Data items:

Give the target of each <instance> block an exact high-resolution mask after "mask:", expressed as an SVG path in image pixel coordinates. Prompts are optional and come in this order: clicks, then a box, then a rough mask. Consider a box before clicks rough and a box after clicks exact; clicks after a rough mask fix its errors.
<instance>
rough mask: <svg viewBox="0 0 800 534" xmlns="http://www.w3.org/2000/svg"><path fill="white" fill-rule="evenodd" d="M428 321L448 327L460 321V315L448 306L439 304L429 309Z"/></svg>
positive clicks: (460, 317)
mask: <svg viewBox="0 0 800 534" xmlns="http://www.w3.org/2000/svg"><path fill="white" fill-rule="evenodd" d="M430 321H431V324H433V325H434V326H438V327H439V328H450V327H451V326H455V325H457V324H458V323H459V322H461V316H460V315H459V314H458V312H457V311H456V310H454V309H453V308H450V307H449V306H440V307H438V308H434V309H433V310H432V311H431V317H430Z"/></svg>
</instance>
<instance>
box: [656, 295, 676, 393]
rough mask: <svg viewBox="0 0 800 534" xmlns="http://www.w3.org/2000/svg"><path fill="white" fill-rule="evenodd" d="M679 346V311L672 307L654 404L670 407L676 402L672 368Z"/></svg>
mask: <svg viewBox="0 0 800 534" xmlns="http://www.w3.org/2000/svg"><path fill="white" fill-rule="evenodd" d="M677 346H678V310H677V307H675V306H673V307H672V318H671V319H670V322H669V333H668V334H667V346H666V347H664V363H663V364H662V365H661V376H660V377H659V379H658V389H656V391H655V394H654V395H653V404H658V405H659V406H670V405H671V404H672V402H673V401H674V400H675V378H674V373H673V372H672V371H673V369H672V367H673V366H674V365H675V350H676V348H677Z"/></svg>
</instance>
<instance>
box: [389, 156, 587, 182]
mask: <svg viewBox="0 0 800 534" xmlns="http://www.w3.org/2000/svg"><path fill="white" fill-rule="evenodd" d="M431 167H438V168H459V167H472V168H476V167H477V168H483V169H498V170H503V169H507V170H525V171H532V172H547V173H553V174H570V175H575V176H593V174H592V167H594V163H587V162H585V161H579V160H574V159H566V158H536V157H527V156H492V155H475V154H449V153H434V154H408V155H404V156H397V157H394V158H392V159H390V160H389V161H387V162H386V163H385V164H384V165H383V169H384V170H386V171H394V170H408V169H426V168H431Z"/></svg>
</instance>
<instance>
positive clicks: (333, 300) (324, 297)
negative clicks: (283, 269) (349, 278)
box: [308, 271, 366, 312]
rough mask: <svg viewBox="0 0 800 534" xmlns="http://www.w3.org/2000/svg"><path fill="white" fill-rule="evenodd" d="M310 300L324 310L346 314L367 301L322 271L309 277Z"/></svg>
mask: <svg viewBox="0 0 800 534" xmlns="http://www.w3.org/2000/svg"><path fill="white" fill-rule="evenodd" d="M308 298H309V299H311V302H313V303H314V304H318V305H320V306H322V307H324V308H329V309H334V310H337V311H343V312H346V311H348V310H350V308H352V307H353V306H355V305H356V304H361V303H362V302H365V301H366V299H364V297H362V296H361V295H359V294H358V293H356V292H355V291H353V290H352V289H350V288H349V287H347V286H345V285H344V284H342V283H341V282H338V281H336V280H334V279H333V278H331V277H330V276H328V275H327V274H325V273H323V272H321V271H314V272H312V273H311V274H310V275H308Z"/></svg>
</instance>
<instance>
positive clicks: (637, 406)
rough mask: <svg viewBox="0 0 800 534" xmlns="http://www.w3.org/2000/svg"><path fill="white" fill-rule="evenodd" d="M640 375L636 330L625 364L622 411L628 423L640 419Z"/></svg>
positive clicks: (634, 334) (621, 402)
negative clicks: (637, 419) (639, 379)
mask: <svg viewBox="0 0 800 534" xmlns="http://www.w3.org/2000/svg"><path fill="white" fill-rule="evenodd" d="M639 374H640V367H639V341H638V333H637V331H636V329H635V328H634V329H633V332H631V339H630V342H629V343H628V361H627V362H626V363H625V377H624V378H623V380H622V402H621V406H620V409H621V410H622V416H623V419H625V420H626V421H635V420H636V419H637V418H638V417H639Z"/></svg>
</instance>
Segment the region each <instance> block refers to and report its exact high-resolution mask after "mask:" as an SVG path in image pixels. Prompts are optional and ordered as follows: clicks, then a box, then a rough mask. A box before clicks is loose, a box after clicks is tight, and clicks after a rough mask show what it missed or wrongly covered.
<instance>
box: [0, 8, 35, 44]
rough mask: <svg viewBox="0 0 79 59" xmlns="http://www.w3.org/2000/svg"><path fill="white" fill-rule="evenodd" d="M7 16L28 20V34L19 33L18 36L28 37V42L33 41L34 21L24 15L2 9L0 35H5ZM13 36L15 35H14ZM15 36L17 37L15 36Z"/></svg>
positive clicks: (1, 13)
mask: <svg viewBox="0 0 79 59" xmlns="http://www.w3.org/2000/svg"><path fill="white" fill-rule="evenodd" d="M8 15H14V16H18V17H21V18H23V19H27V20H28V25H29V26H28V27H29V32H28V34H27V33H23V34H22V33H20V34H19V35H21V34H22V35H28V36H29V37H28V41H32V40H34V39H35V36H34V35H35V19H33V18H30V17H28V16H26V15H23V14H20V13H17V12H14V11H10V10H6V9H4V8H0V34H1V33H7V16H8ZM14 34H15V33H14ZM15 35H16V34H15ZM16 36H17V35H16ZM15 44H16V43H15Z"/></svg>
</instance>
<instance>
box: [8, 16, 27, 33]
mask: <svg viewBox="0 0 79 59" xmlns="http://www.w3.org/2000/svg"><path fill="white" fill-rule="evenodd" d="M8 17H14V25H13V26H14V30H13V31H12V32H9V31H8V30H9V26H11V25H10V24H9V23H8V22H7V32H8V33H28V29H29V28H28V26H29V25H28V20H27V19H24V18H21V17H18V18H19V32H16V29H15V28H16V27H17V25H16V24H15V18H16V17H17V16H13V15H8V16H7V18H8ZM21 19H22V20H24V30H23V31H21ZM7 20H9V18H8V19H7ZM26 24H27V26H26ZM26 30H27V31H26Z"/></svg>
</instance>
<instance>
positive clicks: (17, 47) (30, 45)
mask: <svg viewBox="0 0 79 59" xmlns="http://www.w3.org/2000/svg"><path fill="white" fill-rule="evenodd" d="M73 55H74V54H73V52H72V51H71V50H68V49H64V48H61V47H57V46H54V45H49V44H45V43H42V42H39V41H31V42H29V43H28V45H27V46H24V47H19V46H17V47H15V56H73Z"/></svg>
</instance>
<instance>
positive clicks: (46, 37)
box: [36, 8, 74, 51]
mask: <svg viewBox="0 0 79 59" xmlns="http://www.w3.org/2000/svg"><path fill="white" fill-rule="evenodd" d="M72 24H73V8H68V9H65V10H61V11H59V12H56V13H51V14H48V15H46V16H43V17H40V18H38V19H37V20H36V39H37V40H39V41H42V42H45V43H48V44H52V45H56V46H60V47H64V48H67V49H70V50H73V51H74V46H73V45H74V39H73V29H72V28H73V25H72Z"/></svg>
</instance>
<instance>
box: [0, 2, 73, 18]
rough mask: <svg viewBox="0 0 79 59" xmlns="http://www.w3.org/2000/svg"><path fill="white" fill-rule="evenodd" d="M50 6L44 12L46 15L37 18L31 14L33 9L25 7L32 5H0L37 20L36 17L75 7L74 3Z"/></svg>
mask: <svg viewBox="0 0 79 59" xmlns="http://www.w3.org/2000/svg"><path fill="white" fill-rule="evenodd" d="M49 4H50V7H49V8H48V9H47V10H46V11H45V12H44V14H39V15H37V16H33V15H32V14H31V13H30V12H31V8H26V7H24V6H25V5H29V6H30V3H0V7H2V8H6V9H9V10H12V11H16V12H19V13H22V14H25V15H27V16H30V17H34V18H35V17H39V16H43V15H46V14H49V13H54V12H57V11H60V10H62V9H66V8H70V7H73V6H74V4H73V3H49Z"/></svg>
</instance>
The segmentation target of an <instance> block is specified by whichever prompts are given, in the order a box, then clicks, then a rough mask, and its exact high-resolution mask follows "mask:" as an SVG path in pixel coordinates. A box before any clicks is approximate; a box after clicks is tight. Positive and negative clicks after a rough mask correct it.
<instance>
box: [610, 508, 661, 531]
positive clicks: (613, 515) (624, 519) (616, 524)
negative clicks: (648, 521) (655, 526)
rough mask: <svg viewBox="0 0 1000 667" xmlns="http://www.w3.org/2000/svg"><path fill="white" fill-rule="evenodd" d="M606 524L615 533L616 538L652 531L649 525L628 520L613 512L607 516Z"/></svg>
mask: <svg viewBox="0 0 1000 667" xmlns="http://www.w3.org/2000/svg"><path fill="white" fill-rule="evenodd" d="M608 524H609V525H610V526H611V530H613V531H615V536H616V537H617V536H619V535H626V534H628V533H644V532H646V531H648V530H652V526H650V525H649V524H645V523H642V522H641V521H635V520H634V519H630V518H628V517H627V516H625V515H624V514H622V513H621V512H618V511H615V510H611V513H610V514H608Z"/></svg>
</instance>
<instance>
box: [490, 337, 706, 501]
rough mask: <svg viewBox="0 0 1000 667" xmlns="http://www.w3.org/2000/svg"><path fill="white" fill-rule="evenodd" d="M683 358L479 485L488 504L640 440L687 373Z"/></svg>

Directions:
Print the lines above from the one with "box: [0, 8, 35, 44]" through the one with "box: [0, 2, 73, 18]", both included, exactly as written and nothing more.

Answer section:
box: [0, 8, 35, 44]
rough mask: <svg viewBox="0 0 79 59" xmlns="http://www.w3.org/2000/svg"><path fill="white" fill-rule="evenodd" d="M7 16L28 20V34L19 33L18 36L28 37V42L33 41L34 21L24 15L2 9L0 35H5ZM13 36L15 35H14ZM15 36L17 37L15 36Z"/></svg>
positive clicks: (1, 13)
mask: <svg viewBox="0 0 79 59" xmlns="http://www.w3.org/2000/svg"><path fill="white" fill-rule="evenodd" d="M8 15H14V16H18V17H21V18H23V19H27V20H28V25H29V26H28V27H29V32H28V34H27V33H23V34H22V33H20V34H19V35H21V34H22V35H28V36H29V37H28V41H32V40H34V39H35V36H34V35H35V19H33V18H30V17H28V16H26V15H23V14H20V13H17V12H14V11H10V10H6V9H4V8H0V34H1V33H7V16H8ZM14 34H15V33H14ZM15 35H16V34H15ZM16 36H17V35H16ZM15 44H16V43H15Z"/></svg>
</instance>
<instance>
box: [8, 16, 27, 33]
mask: <svg viewBox="0 0 79 59" xmlns="http://www.w3.org/2000/svg"><path fill="white" fill-rule="evenodd" d="M8 17H14V25H13V26H14V30H13V31H12V32H9V31H8V30H9V26H11V25H10V24H9V23H8V22H7V32H8V33H28V29H29V28H28V26H29V25H28V20H27V19H24V18H21V17H18V18H19V32H16V29H15V28H16V27H17V25H16V24H15V18H16V17H17V16H13V15H8V16H7V18H8ZM21 19H22V20H24V30H23V31H21ZM7 20H9V18H8V19H7ZM26 24H27V26H26ZM26 30H27V31H26Z"/></svg>
</instance>
<instance>
positive clicks: (17, 47) (30, 45)
mask: <svg viewBox="0 0 79 59" xmlns="http://www.w3.org/2000/svg"><path fill="white" fill-rule="evenodd" d="M73 55H74V54H73V52H72V51H71V50H68V49H64V48H61V47H57V46H54V45H49V44H45V43H42V42H39V41H31V42H29V43H28V45H27V46H24V47H19V46H17V47H15V56H73Z"/></svg>
</instance>
<instance>
positive clicks: (46, 37)
box: [36, 8, 74, 51]
mask: <svg viewBox="0 0 79 59" xmlns="http://www.w3.org/2000/svg"><path fill="white" fill-rule="evenodd" d="M72 24H73V8H68V9H65V10H61V11H59V12H56V13H51V14H48V15H46V16H43V17H40V18H38V19H37V20H36V39H37V40H39V41H42V42H45V43H48V44H52V45H56V46H60V47H64V48H67V49H70V50H73V51H74V46H73V45H74V39H73V29H72V28H73V25H72Z"/></svg>
</instance>
<instance>
box: [0, 2, 73, 18]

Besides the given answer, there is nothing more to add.